### [Text segment]
|---|
Given a 2d array, arr[][] and a piece of the chocolate bar of dimension N × M, the task is to find the minimum possible sum of the area of invalid pieces by dividing the chocolate bar into one or more pieces where a chocolate piece is called invalid if the dimension of that piece doesn’t match any given pair.

Note: A chocolate piece can be cut vertically or horizontally (perpendicular to its sides), such that it is divided into two pieces and the dimension in the given vector is not ordered i.e. for a pair (x, y) in the given vector both dimensions (x, y) and (y, x) are considered valid.

Examples:

Input: N = 10, M =10, arr[][] = {{1, 2}}
Output: 0
Explanation:
Divide the given chocolate bar of dimension (10, 10) into 50 pieces of dimension (1, 2) or (2, 1), not leaving any left over pieces, hence output is zero.

Input: N = 10, M =10, arr[][] = {{3, 5}}
Output: 10



 

Naive Approach: The naive idea is to use recursion to divide the chocolate in every possible dimension by making every possible vertical or horizontal cut. Follow the below steps to solve this problem:

  • Divide the chocolate bar into all possible ways, i.e. make every possible vertical & horizontal cut one by one and for each case find a solution for the resulting pieces recursively.
  • For the base case, simply check if the current division is valid or not:
    • If it is valid then return zero.
    • Otherwise, try to divide it into valid pieces using the above approach, if it cannot be divided further into valid pieces return the area of the piece.

Time Complexity: O(N + M)(N + M)
Auxiliary Space: O(1)

Efficient Approach: To optimize the above approach the idea is to use dynamic programming as the above approach has overlapping subproblems that need to be calculated more than once and to reduce that calculation use tabulation or memoization. The total number of different chocolate pieces that can be made is N × M only, so the above algorithm has N × M states.

Follow the steps below to solve the problem:

  • Initialize an array dp[][] to store the minInvalidAreaUtil(l, b) at dp[l][b], ok[][] to store the valid dimension chocolates (i, j) in ok[i][j] = 1 and ok[j][i] = 1.
|---|
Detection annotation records
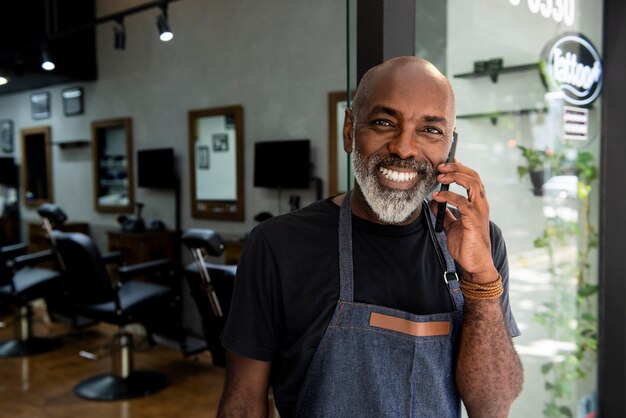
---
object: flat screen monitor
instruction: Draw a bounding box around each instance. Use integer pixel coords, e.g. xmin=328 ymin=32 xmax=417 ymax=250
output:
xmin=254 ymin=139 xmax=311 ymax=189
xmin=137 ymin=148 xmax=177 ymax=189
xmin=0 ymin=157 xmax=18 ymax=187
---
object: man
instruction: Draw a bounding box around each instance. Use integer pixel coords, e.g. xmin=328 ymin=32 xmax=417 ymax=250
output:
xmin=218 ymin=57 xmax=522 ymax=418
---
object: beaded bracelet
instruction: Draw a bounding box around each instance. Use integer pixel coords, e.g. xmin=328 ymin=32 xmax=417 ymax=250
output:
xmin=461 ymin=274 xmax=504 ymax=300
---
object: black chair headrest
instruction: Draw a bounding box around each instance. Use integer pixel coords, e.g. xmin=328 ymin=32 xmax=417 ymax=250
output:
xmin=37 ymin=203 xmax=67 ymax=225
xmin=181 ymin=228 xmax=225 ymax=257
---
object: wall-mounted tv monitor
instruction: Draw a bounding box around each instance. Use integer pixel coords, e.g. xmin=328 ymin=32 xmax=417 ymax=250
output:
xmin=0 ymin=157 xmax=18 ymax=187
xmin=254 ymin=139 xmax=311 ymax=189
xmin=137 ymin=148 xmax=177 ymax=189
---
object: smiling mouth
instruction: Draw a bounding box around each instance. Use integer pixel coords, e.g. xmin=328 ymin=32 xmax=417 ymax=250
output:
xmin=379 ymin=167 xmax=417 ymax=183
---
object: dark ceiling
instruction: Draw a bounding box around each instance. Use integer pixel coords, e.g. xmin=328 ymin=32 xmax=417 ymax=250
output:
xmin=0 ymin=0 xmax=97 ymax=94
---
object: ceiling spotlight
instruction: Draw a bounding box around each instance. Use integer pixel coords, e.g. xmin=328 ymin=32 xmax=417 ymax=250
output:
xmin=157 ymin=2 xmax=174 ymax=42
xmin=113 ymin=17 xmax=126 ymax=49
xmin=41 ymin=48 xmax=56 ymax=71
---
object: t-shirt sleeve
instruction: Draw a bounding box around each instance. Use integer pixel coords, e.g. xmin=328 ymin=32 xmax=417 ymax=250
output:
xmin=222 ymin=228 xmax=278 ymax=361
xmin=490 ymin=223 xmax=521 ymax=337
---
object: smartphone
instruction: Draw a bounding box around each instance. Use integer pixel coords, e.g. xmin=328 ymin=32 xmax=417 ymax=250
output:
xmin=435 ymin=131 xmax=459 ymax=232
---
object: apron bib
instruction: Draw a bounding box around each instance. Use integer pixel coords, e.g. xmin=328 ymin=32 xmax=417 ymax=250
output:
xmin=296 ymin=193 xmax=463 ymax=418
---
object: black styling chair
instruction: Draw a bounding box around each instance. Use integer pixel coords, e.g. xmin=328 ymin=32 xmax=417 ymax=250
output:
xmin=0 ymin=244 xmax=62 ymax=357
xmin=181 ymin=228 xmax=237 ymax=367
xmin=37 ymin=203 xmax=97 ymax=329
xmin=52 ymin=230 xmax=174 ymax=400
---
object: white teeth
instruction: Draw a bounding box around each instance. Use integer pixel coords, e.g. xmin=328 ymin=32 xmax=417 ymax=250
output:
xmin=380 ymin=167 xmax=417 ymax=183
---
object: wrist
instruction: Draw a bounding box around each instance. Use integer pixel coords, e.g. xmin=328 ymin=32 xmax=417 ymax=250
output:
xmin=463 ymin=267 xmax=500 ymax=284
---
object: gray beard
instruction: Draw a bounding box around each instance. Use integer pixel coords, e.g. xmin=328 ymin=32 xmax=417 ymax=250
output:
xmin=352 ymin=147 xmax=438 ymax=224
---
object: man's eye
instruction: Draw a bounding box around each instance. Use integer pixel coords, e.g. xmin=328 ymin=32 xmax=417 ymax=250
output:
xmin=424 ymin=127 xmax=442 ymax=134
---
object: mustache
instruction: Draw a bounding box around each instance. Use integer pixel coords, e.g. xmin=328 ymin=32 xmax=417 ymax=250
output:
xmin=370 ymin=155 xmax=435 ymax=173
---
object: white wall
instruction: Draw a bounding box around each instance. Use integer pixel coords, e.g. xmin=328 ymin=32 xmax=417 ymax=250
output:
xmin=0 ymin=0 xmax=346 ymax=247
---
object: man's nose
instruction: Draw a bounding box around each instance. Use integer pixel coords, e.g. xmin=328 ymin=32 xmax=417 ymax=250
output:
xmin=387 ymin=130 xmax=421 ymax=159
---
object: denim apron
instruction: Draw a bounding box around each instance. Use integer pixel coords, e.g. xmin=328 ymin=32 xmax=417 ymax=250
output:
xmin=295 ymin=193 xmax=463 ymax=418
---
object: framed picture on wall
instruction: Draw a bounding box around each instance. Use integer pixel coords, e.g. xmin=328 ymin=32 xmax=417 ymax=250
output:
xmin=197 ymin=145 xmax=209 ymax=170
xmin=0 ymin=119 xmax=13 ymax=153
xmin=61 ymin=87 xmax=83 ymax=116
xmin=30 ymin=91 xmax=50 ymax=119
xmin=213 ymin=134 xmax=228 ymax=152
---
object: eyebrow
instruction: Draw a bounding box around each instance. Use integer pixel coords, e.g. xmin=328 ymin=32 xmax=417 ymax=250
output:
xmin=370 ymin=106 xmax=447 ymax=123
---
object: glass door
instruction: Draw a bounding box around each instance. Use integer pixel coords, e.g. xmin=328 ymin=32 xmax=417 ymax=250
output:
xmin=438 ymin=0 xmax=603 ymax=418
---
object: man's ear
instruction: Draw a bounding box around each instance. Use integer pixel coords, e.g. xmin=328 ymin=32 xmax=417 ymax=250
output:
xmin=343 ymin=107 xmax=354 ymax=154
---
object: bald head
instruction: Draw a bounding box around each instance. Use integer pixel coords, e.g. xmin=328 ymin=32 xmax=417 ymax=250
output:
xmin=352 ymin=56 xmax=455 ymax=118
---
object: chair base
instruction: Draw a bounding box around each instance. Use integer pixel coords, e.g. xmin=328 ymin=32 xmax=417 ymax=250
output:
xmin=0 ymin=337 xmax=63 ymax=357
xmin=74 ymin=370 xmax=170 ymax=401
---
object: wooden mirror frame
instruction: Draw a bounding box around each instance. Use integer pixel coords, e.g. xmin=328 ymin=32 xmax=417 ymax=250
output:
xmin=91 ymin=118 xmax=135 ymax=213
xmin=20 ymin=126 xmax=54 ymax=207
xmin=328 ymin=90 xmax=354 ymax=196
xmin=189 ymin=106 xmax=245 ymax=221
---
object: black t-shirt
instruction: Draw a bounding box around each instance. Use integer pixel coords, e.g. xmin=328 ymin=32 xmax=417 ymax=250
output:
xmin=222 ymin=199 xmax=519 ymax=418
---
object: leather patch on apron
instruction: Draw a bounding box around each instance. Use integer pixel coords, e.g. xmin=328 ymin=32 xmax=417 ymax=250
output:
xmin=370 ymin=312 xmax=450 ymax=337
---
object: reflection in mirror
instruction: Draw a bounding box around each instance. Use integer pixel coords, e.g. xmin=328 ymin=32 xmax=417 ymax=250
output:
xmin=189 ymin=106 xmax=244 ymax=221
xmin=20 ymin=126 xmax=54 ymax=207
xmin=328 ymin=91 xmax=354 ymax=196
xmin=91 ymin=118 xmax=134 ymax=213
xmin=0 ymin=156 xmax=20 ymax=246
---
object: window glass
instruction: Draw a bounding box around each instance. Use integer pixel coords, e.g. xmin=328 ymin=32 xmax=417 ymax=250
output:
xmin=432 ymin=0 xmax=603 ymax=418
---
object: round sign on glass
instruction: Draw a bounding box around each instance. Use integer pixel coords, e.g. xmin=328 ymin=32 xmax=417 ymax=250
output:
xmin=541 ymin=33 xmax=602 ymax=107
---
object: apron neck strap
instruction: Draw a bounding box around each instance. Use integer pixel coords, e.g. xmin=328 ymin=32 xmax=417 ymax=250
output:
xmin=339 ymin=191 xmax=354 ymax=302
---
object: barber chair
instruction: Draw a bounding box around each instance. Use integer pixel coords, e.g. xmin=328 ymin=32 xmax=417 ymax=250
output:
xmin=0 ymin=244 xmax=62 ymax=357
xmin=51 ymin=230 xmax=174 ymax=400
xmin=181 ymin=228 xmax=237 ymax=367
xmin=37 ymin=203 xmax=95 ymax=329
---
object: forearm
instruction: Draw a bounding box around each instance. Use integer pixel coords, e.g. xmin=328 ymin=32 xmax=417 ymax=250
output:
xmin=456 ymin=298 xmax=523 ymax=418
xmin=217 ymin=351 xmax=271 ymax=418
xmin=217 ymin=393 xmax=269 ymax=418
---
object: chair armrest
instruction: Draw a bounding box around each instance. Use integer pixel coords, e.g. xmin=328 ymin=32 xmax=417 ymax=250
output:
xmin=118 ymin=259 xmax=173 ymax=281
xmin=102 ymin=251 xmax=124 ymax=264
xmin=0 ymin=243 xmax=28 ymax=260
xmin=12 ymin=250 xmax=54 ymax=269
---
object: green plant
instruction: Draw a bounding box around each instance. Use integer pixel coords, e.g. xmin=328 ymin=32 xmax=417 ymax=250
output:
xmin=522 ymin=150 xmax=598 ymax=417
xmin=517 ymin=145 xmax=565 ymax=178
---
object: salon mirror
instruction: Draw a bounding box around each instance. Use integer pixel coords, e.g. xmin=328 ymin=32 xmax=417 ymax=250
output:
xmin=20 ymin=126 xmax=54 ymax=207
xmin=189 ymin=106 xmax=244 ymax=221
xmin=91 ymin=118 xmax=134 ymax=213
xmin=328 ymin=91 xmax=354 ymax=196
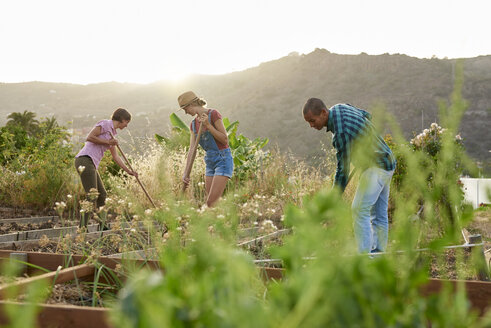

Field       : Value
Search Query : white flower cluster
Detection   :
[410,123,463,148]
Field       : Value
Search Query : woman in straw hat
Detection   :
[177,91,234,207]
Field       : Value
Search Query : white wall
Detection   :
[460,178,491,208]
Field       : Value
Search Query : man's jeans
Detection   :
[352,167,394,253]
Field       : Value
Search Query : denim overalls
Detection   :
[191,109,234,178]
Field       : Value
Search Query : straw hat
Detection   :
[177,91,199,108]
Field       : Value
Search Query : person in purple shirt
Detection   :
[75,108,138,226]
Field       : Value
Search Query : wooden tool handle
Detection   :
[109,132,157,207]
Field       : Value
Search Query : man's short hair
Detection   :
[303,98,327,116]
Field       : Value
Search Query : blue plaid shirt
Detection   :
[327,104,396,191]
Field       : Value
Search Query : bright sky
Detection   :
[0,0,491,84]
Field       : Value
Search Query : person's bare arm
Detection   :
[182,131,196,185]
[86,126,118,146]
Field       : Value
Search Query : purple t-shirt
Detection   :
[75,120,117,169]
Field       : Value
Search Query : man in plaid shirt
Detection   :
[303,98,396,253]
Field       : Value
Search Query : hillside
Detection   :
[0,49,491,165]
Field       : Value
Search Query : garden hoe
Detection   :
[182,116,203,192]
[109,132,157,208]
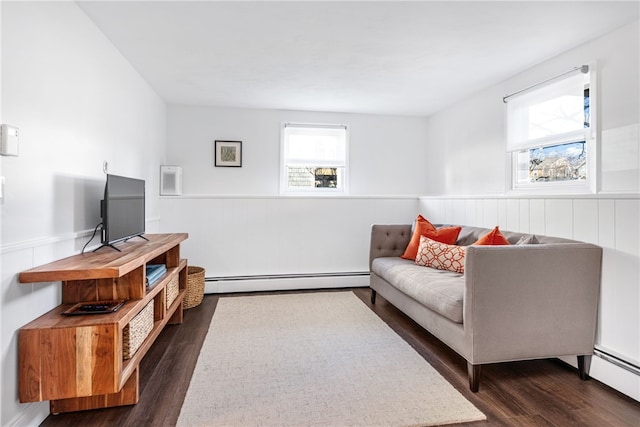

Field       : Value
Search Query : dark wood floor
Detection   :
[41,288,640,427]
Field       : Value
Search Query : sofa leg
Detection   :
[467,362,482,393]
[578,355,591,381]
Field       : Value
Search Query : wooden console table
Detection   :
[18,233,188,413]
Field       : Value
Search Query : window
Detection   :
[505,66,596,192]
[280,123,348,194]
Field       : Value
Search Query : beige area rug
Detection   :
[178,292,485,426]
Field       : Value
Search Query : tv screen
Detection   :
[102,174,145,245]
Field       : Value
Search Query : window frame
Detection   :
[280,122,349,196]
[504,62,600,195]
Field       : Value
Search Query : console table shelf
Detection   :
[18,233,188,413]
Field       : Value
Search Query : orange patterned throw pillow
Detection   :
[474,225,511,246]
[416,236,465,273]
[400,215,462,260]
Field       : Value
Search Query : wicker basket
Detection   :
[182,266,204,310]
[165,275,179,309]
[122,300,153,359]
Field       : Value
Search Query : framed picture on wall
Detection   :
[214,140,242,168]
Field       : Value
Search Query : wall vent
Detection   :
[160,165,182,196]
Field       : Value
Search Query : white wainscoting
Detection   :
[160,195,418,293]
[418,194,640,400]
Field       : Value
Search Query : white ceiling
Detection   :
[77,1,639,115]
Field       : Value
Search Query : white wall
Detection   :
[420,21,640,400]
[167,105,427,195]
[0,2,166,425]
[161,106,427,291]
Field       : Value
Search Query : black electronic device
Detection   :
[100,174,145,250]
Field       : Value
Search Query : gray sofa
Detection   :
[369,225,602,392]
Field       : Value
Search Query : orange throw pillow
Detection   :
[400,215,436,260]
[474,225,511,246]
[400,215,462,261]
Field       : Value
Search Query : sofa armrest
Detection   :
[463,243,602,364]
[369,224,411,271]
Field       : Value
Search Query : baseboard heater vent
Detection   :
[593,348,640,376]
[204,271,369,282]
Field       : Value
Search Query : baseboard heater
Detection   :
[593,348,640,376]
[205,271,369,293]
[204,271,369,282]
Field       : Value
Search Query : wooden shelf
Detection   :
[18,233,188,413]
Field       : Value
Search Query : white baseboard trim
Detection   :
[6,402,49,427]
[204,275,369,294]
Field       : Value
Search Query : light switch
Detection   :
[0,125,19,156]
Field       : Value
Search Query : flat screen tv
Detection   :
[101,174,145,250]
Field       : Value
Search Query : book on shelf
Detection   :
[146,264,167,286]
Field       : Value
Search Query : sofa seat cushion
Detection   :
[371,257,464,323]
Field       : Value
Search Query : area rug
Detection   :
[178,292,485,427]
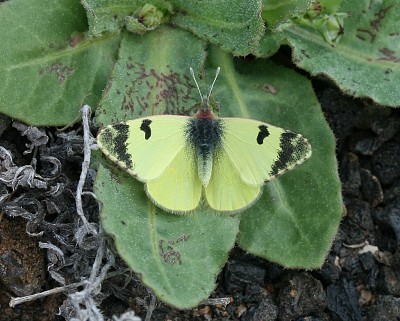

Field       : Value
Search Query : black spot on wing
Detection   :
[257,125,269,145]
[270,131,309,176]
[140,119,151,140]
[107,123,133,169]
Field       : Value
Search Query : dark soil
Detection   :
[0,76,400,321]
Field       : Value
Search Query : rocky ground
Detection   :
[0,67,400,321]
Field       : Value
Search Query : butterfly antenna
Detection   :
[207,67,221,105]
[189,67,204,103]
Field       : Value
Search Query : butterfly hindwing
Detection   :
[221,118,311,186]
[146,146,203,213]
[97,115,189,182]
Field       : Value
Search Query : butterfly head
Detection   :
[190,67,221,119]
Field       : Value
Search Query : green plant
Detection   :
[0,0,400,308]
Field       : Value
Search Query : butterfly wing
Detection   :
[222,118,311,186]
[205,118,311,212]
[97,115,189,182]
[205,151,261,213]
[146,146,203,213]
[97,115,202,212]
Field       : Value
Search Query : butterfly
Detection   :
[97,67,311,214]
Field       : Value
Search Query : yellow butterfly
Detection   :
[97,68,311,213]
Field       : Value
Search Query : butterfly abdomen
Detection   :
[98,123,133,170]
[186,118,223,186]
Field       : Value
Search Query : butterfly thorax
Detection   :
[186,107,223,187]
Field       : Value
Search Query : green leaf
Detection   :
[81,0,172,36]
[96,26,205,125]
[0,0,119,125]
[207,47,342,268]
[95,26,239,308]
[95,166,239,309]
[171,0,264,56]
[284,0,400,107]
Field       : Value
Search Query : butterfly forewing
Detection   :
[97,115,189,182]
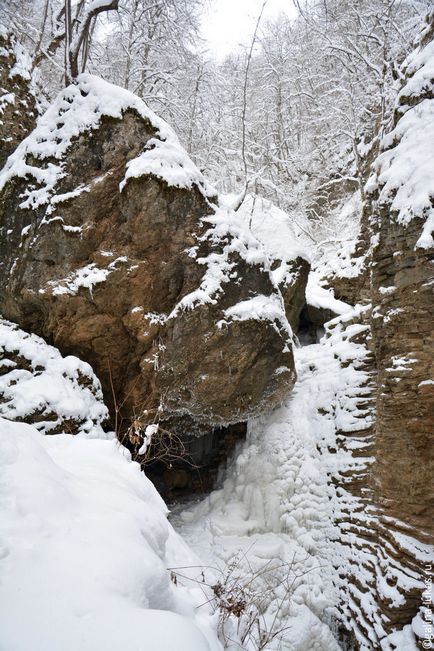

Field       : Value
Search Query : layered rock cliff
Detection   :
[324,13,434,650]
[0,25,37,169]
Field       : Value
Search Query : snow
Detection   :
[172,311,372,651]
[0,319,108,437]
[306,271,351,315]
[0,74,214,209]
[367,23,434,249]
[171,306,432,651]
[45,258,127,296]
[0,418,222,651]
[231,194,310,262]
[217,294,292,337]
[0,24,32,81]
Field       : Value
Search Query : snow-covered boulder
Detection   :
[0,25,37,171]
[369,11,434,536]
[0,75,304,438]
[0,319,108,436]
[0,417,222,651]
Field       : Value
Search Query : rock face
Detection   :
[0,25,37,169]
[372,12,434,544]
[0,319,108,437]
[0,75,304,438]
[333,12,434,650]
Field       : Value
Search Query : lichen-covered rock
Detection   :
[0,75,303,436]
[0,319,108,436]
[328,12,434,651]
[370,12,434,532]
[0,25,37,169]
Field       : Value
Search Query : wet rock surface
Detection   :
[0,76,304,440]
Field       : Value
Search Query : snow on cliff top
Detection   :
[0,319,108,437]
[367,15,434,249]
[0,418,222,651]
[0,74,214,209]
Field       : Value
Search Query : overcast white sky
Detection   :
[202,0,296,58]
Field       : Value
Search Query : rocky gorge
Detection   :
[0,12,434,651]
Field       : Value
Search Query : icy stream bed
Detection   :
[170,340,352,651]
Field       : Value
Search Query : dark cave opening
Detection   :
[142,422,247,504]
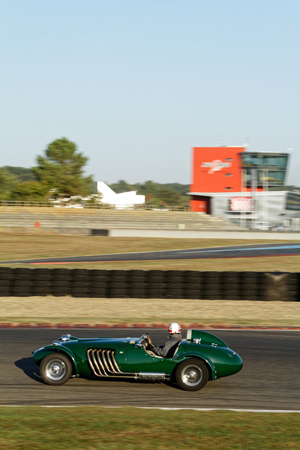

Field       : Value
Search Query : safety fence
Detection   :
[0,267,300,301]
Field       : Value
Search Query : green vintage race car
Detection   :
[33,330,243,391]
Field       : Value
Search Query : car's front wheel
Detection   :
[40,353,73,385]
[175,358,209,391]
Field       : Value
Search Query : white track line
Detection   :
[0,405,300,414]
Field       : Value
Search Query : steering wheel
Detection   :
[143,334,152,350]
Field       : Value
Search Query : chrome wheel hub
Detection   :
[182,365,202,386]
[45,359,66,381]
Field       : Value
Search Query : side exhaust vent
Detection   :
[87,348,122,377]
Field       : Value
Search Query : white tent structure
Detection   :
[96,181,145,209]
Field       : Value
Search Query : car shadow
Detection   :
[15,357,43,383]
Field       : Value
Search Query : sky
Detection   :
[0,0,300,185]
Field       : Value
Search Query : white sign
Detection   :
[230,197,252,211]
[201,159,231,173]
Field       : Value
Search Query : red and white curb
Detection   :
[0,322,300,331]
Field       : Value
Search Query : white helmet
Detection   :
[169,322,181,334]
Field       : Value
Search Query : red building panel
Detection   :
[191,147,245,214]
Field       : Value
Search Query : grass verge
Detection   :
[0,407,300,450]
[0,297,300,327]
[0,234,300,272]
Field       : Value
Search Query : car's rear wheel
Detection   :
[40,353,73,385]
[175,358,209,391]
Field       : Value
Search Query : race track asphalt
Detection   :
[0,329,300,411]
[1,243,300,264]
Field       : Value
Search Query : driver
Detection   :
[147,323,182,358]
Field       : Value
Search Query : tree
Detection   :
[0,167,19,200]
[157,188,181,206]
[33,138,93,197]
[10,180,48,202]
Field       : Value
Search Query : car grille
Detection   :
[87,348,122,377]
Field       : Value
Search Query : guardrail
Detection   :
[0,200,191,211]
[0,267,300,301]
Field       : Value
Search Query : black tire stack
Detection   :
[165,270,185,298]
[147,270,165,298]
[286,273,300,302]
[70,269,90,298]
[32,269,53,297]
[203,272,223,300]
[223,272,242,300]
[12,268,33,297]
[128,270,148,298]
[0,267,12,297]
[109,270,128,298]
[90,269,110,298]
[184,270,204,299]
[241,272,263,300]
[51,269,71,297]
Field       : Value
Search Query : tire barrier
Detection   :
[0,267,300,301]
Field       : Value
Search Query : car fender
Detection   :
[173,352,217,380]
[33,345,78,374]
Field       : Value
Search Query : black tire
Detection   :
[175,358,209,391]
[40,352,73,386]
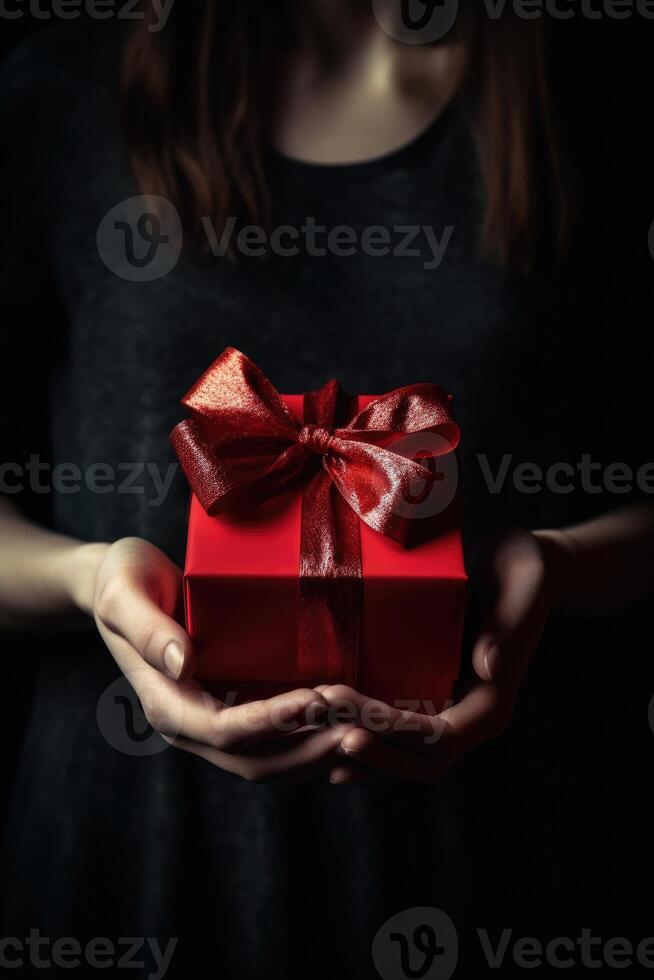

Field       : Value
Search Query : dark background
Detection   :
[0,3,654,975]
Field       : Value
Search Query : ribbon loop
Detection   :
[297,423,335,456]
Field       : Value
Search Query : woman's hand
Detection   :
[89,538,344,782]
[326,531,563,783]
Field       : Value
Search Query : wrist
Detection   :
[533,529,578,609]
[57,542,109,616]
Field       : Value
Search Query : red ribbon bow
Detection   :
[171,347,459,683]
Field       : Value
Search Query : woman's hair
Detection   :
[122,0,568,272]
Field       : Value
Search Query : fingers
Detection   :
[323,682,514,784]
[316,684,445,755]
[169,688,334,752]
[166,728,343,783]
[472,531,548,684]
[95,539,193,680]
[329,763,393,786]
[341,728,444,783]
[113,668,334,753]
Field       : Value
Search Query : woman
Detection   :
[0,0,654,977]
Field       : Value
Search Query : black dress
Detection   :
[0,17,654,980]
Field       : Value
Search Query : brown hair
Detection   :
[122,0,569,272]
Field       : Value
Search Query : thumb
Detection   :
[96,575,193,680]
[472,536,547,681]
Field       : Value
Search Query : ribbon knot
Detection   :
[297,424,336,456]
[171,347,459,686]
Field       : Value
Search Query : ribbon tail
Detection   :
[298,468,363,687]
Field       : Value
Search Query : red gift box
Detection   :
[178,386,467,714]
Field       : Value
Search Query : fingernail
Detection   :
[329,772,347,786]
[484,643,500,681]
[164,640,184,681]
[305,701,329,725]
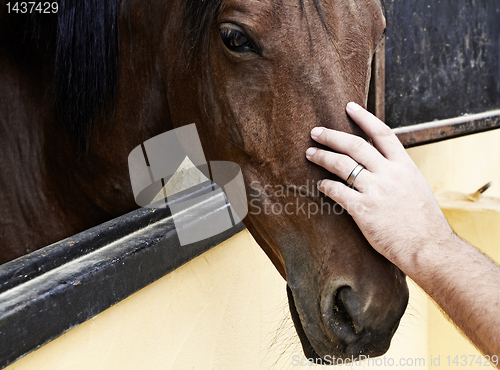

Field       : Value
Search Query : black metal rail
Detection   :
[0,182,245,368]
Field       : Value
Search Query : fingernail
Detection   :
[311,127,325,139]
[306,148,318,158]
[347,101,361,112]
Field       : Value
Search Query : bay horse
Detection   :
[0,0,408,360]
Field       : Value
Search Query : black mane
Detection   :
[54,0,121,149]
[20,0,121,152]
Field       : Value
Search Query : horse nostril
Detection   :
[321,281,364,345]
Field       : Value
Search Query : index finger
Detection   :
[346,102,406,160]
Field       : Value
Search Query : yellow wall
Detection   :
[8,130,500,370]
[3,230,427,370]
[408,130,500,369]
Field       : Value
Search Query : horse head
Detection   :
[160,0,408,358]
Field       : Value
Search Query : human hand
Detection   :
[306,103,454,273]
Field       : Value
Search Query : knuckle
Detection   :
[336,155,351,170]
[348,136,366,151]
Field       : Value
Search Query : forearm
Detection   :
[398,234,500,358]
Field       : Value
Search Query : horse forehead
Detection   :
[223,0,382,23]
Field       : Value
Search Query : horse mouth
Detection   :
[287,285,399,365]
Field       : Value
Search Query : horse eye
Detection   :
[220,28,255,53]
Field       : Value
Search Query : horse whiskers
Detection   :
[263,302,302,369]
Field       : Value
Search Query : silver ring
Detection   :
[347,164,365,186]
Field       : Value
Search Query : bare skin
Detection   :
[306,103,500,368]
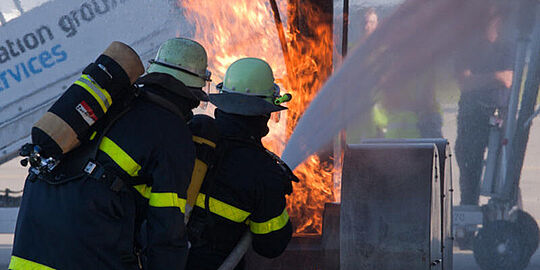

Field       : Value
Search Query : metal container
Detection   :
|---|
### [Short problem]
Reproduce word for word the stretch of the chocolate bar text above from "Given a 2d array, arr[][]" through "are considered valid.".

### [Task answer]
Given a 2d array, arr[][] and a piece of the chocolate bar of dimension N × M, the task is to find the minimum possible sum of the area of invalid pieces by dividing the chocolate bar into one or more pieces where a chocolate piece is called invalid if the dimension of that piece doesn’t match any given pair.

Note: A chocolate piece can be cut vertically or horizontally (perpendicular to its sides), such that it is divided into two pieces and the dimension in the given vector is not ordered i.e. for a pair (x, y) in the given vector both dimensions (x, y) and (y, x) are considered valid.